+++ RECORDED DATA

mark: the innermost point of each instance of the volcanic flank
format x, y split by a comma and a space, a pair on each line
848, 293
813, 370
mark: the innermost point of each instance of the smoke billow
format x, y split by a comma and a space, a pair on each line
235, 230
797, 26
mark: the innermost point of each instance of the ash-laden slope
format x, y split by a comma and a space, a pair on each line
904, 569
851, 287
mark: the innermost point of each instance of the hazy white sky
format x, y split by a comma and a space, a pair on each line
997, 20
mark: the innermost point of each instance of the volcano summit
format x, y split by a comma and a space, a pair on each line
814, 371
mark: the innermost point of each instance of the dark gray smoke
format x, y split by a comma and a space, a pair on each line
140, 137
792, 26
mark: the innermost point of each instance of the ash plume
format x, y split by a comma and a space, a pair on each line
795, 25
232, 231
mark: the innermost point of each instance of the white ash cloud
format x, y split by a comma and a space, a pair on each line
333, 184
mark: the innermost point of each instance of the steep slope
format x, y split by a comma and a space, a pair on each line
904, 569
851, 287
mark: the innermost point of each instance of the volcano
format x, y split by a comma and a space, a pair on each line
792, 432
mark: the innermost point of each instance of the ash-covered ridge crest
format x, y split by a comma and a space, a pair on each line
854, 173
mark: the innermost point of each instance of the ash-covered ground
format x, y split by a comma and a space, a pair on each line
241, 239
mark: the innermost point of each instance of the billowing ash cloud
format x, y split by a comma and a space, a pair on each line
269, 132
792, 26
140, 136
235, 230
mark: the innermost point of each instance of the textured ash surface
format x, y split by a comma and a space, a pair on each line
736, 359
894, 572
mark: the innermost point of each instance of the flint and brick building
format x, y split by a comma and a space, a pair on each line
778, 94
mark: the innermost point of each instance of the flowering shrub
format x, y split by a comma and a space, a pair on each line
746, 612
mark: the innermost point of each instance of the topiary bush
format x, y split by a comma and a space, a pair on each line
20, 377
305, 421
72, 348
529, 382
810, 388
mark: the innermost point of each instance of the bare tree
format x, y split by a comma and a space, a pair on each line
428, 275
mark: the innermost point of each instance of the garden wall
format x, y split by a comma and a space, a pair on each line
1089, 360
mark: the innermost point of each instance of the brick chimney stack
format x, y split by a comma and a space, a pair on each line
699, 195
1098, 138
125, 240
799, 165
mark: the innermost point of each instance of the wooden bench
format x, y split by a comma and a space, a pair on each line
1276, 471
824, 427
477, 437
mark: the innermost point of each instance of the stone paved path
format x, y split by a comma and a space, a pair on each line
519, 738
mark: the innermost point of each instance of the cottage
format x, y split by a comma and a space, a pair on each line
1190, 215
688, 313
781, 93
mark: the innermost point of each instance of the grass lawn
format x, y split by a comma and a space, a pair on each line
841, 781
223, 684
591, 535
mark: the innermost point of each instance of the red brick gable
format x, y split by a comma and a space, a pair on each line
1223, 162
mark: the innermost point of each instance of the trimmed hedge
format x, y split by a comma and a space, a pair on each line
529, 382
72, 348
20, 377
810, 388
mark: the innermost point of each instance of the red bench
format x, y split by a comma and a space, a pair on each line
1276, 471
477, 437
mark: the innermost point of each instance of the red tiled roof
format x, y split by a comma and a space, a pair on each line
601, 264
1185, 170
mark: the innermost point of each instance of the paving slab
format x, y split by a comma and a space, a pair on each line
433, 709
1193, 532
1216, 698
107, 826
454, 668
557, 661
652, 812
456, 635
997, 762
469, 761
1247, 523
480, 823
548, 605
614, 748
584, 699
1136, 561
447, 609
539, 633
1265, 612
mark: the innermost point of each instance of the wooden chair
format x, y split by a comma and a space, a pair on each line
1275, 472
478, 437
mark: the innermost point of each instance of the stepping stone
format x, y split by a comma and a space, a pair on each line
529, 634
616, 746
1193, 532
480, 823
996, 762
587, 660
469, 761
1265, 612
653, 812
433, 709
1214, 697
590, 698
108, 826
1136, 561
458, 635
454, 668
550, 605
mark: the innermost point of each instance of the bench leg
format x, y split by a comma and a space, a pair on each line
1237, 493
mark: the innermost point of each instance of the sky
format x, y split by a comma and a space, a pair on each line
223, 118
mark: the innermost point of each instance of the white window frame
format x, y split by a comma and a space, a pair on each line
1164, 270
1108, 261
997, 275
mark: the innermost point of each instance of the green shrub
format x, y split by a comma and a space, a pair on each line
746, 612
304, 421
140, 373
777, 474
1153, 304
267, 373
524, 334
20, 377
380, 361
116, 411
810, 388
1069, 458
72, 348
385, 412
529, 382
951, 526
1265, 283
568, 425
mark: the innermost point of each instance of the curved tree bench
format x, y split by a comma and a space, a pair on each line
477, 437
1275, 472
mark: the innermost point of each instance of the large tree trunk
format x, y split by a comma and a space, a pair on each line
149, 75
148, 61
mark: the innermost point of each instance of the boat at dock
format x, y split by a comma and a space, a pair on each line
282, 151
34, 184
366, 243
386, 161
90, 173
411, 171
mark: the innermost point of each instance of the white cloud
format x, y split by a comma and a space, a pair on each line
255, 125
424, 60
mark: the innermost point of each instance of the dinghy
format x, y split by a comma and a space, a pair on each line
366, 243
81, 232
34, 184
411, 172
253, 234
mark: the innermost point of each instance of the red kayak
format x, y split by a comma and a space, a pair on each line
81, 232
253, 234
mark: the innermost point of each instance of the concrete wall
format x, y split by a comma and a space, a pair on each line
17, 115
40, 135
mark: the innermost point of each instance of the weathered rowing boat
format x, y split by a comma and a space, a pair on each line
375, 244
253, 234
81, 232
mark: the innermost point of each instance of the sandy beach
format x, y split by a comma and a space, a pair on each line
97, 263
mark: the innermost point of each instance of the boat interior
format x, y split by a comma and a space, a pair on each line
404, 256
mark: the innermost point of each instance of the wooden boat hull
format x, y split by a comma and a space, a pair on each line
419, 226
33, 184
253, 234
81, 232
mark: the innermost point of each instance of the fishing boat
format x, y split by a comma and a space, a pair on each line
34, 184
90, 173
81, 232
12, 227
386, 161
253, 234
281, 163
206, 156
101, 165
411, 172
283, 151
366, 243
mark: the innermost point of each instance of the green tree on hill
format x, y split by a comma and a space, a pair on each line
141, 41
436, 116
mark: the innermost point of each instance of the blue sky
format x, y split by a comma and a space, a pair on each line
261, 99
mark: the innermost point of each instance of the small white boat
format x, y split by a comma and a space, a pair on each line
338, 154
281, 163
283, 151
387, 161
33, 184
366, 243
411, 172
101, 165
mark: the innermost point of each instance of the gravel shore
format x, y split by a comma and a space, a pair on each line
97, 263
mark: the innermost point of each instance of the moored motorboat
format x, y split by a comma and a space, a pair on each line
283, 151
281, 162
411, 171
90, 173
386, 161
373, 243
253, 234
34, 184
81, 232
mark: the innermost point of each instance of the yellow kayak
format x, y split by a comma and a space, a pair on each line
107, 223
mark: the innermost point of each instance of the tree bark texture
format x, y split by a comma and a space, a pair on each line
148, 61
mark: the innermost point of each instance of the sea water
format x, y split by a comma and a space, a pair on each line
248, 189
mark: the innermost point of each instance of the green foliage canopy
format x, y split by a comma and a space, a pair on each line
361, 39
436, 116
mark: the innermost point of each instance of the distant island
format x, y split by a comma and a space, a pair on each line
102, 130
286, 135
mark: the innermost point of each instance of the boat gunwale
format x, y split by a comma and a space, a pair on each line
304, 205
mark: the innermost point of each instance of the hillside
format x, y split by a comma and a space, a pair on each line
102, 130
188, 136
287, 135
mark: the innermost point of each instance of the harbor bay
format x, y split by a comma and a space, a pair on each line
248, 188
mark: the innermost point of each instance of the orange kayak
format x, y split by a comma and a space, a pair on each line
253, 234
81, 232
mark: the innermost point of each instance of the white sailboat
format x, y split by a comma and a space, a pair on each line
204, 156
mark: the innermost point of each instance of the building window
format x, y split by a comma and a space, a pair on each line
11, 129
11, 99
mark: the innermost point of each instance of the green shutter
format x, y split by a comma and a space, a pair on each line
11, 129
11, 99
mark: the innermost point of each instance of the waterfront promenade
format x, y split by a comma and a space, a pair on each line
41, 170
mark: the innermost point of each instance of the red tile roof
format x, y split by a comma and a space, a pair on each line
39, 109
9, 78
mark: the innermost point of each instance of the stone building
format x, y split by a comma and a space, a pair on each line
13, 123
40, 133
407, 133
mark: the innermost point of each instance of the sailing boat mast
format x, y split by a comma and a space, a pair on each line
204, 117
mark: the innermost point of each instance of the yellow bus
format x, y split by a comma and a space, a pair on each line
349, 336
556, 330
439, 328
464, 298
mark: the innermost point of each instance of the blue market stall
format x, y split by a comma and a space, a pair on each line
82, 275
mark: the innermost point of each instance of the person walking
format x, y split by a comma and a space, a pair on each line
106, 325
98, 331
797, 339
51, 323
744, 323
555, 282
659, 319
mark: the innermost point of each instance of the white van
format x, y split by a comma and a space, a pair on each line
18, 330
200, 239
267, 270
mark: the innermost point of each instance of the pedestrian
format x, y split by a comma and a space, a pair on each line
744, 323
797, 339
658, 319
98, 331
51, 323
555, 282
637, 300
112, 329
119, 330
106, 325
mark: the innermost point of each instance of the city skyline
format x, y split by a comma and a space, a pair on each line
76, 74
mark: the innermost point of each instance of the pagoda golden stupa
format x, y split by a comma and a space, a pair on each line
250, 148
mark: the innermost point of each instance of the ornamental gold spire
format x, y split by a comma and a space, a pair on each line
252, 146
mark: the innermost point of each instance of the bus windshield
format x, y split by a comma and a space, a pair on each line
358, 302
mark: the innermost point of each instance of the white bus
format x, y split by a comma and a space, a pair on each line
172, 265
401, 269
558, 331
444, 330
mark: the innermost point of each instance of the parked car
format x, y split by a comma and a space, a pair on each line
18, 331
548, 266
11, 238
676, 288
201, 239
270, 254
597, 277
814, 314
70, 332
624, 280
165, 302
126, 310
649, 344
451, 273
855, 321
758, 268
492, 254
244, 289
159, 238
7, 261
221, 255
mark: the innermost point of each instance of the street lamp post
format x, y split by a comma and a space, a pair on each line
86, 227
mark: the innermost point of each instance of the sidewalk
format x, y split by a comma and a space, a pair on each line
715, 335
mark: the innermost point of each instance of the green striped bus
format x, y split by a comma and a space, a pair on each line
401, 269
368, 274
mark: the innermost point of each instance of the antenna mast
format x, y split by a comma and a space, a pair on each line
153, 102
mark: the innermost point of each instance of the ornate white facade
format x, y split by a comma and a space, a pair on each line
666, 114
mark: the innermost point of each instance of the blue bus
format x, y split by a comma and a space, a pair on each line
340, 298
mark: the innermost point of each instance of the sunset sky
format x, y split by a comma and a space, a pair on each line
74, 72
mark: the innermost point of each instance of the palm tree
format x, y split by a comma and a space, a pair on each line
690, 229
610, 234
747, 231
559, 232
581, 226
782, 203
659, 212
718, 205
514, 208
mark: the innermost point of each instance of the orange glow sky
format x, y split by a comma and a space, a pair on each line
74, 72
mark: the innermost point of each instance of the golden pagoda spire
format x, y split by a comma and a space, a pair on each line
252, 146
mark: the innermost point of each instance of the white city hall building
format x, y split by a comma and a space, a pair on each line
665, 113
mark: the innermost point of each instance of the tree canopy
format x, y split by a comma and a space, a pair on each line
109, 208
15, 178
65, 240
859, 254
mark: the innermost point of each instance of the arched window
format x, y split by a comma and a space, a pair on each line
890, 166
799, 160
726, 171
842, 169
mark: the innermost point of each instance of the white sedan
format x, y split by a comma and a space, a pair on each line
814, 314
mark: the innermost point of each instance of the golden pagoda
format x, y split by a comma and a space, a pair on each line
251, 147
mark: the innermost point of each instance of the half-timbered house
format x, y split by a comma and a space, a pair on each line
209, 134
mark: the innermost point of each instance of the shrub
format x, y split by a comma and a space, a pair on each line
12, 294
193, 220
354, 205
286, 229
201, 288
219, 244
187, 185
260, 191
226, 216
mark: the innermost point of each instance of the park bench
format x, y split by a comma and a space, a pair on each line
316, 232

++++++

PROBLEM STATEMENT
All lines from the listing above that include "white" should be shown.

OUTPUT OF THE EXERCISE
mark: the innermost point of each instance of the hazy white sky
mark: the innermost point of each instance of the white ash cloud
mark: the innermost point of each instance of the white window frame
mark: the innermost point of each instance of the white cloud
mark: the innermost point of each instance of the small white boat
mark: the innermost point of each instance of the white sailboat
mark: the innermost point of each instance of the white van
mark: the innermost point of each instance of the white bus
mark: the innermost point of each instance of the ornate white facade
mark: the innermost point of each instance of the white city hall building
mark: the innermost point of each instance of the white sedan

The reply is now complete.